Given text:
If the only characters you want to switch are + and , you can use base64.urlsafe_b64encode() to replace with - and _ respectively.

>>> base64.urlsafe_b64encode(data.encode())
b'c29tZSByYW5kb20_IGRhdGE='

Alternatively, you can replace those characters with characters of your own choice using the optional argument of base64.b64encode():

>>> base64.b64encode(data.encode(), '*&'.encode())
b'c29tZSByYW5kb20&IGRhdGE='

If you need to use an entirely new alphabet, you can do

import base64

data = 'some random? data'
print(base64.b64encode(data.encode()))

std_base64chars = "ABCDEFGHIJKLMNOPQRSTUVWXYZabcdefghijklmnopqrstuvwxyz0123456789+/"

Given task:
Copy the base64 passage word for word, from "Alternatively, you can" up to and including "print(base64.b64encode(data.encode()))".

Extracted records:
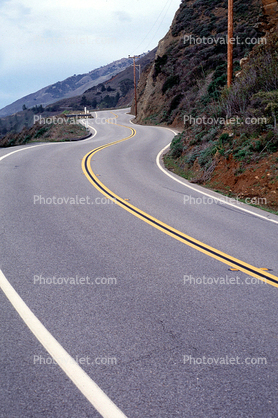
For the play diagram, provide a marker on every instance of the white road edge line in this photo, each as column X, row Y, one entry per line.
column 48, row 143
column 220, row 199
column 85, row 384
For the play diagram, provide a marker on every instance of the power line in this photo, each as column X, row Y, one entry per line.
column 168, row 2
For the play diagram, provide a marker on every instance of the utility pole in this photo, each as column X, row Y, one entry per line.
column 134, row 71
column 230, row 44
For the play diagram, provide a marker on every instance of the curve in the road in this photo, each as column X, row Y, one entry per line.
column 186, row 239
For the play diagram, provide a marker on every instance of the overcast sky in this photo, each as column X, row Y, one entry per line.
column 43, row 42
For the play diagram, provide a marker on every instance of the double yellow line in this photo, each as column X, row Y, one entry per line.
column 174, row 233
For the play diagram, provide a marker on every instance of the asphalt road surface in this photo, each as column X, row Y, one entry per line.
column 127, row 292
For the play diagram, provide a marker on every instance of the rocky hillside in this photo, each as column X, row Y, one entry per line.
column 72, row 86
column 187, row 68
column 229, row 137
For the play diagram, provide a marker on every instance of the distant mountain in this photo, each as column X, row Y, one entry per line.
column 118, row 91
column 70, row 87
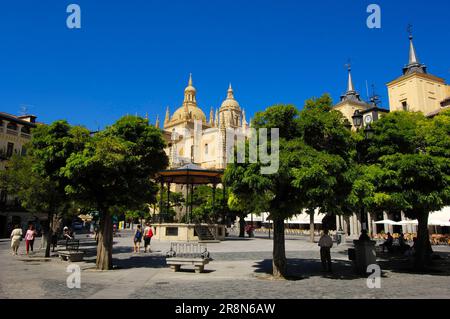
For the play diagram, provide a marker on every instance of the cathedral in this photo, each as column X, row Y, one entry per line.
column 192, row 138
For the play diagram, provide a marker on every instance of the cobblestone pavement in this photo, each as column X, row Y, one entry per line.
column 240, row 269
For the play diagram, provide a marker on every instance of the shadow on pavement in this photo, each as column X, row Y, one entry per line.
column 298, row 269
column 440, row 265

Exercise answer:
Alternatively, you can replace those characters with characters of your own choice using the optional argument of base64.b64encode():

>>> base64.b64encode(data.encode(), '*&'.encode())
b'c29tZSByYW5kb20&IGRhdGE='

If you need to use an entirely new alphabet, you can do

import base64

data = 'some random? data'
print(base64.b64encode(data.encode()))